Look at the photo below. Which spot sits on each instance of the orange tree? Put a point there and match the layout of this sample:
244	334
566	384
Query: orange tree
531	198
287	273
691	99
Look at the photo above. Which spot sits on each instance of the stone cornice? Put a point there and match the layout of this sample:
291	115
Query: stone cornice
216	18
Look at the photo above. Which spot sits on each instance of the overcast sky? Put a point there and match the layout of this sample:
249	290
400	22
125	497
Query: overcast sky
----
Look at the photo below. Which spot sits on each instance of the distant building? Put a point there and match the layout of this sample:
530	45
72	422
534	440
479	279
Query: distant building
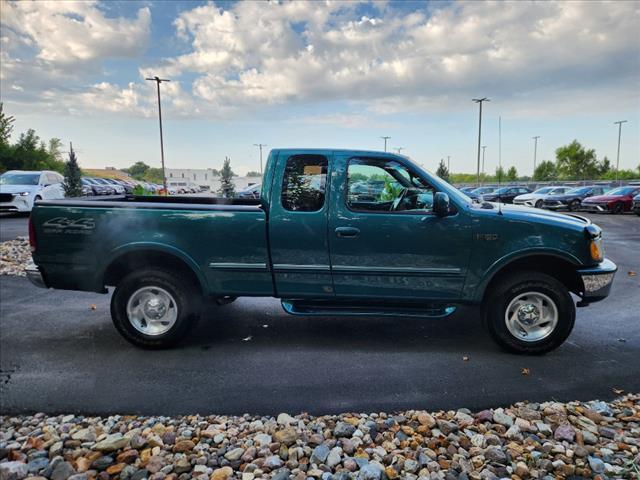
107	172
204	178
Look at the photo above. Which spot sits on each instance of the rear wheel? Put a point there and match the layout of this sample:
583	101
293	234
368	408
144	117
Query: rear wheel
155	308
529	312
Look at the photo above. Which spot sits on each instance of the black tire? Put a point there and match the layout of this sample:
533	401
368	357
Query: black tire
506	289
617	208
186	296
----
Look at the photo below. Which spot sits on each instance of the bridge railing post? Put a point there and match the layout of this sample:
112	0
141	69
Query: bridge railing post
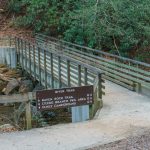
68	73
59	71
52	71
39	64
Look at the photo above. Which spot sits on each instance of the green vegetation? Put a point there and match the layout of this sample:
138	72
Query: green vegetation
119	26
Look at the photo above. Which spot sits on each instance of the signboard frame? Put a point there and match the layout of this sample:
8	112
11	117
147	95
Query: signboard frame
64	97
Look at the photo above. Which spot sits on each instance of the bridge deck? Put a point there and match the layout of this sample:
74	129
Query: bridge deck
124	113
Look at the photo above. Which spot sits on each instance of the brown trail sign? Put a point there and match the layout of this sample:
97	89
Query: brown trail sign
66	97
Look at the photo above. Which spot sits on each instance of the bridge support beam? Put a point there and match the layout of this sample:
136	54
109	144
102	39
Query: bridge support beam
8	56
----
Your goal:
In the listing above, find the line containing "of the orange" and the line containing "Query: overcast sky", then repeat those two lines and everything between them exactly.

Answer to the problem:
Look at the photo below. Which spot sits on each instance of the orange tree? Put a point there and match the layout of this sample:
244	334
566	384
Query: orange tree
531	198
287	273
691	99
Look at the photo above. Which spot sits on each instance of the stone cornice? Put a point there and match the layout of this sample:
291	115
Query: stone cornice
216	18
Look at the photo above. Which spot sits on each instance of the overcast sky? Put a point there and match the layout of this sample:
249	290
400	22
125	497
Query: overcast sky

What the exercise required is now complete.